> [Problem details]:
Begin at the line that has "point: green foliage" and stop after the final line, writing these lines out again, requests included, with every number in the coordinates reduced by 66. Leave the pictures out.

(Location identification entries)
[Start]

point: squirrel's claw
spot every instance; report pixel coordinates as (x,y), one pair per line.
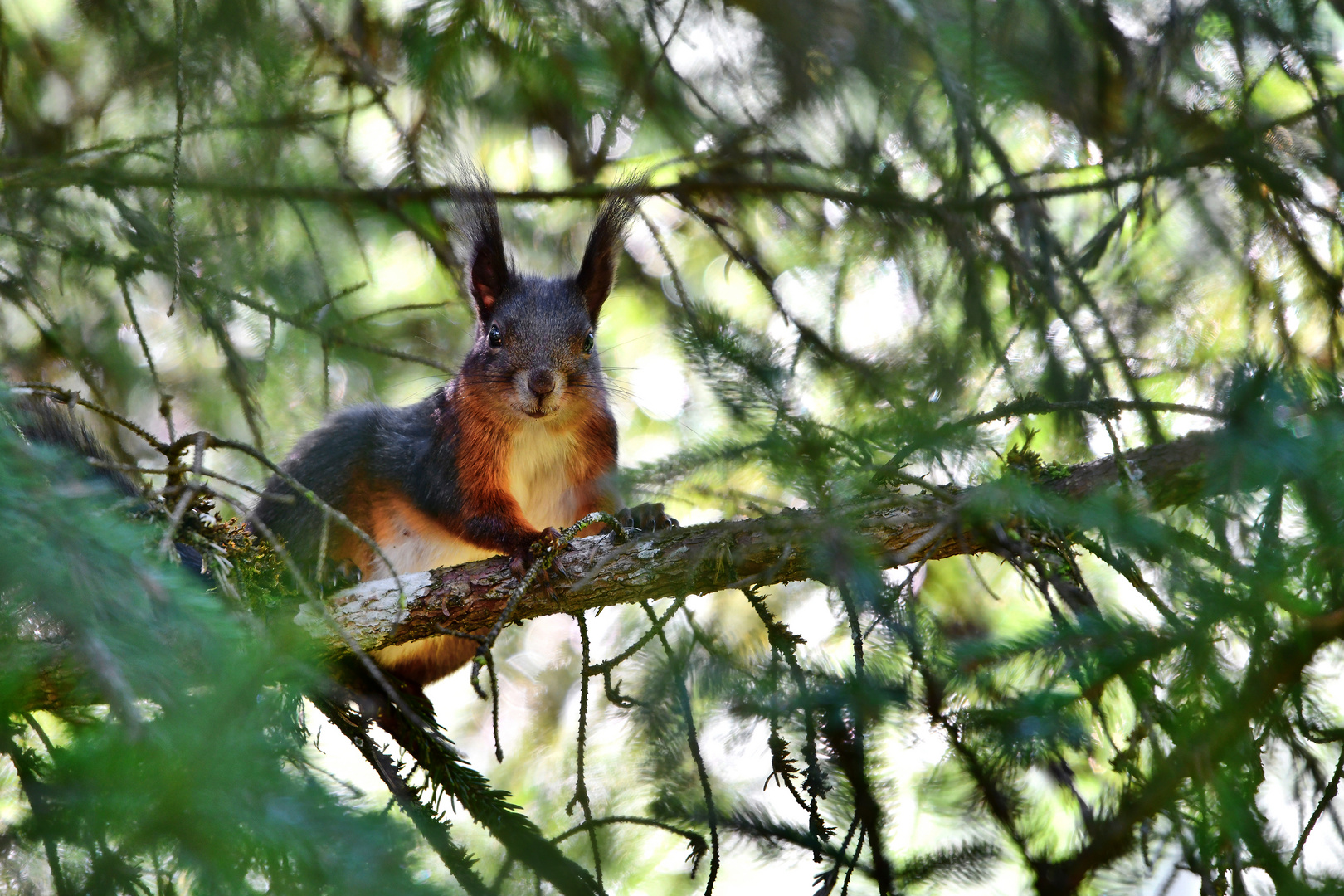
(548,542)
(647,518)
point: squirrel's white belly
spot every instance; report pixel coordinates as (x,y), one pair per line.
(539,476)
(539,483)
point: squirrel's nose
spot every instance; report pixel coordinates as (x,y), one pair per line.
(542,383)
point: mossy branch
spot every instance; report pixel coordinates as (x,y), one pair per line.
(702,559)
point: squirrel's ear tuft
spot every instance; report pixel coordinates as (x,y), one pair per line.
(487,266)
(597,273)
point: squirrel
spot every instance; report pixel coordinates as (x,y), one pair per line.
(518,445)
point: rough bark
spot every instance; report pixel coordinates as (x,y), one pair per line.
(702,559)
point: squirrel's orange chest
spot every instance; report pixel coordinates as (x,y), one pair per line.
(538,475)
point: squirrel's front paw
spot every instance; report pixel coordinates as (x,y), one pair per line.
(343,575)
(647,518)
(544,543)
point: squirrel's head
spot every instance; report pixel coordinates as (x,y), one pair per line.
(535,349)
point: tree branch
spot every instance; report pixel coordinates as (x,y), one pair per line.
(702,559)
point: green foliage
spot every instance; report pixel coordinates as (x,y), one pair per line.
(933,254)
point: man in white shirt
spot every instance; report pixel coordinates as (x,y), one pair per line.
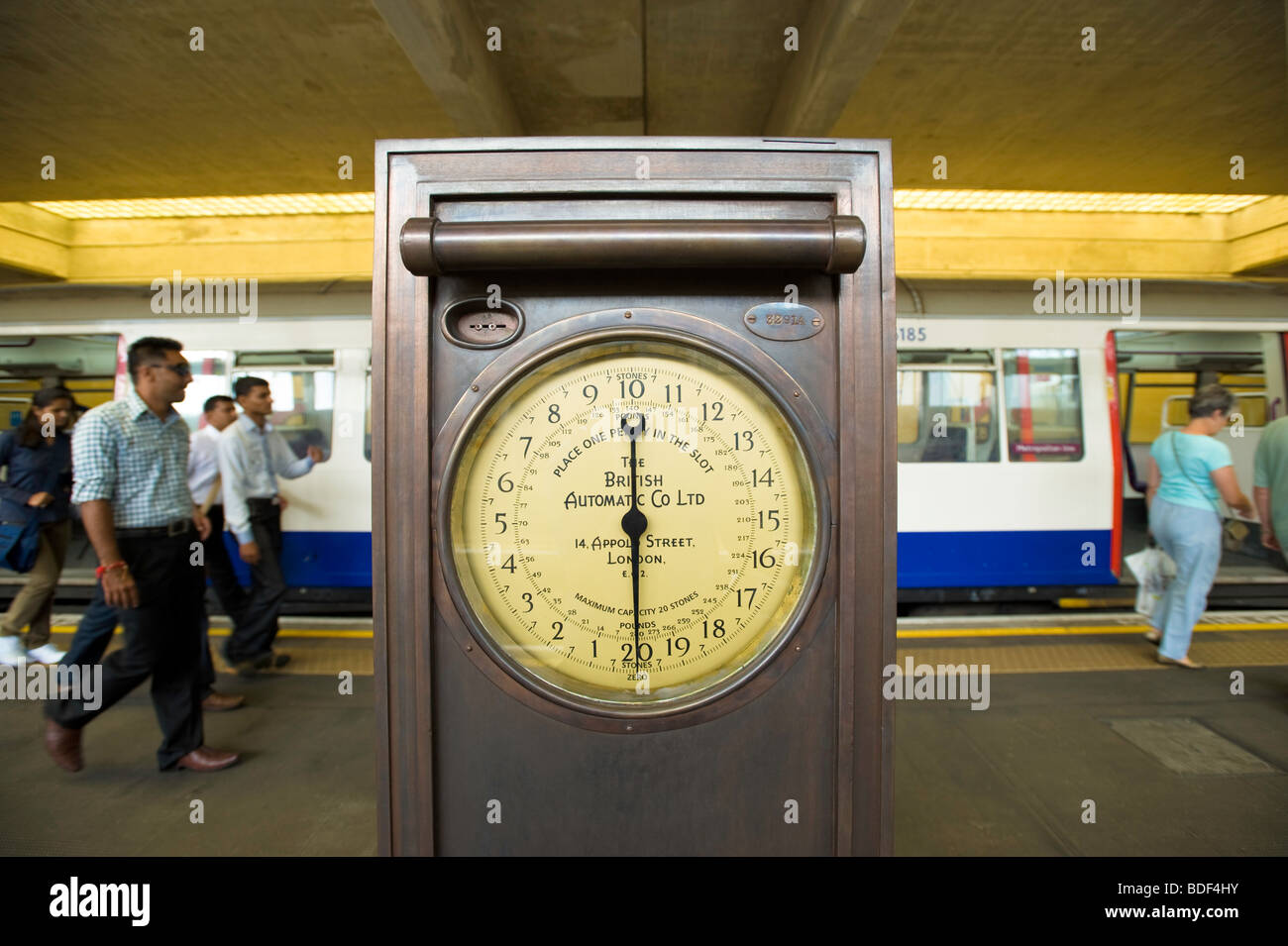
(252,457)
(204,482)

[End]

> [Finished exercise]:
point: green foliage
spot every instance; report pixel coordinates as (x,y), one pair per line.
(867,188)
point: man in white shirt
spot every instance; report pixel coordinates as (x,y), one pair per line.
(186,391)
(138,416)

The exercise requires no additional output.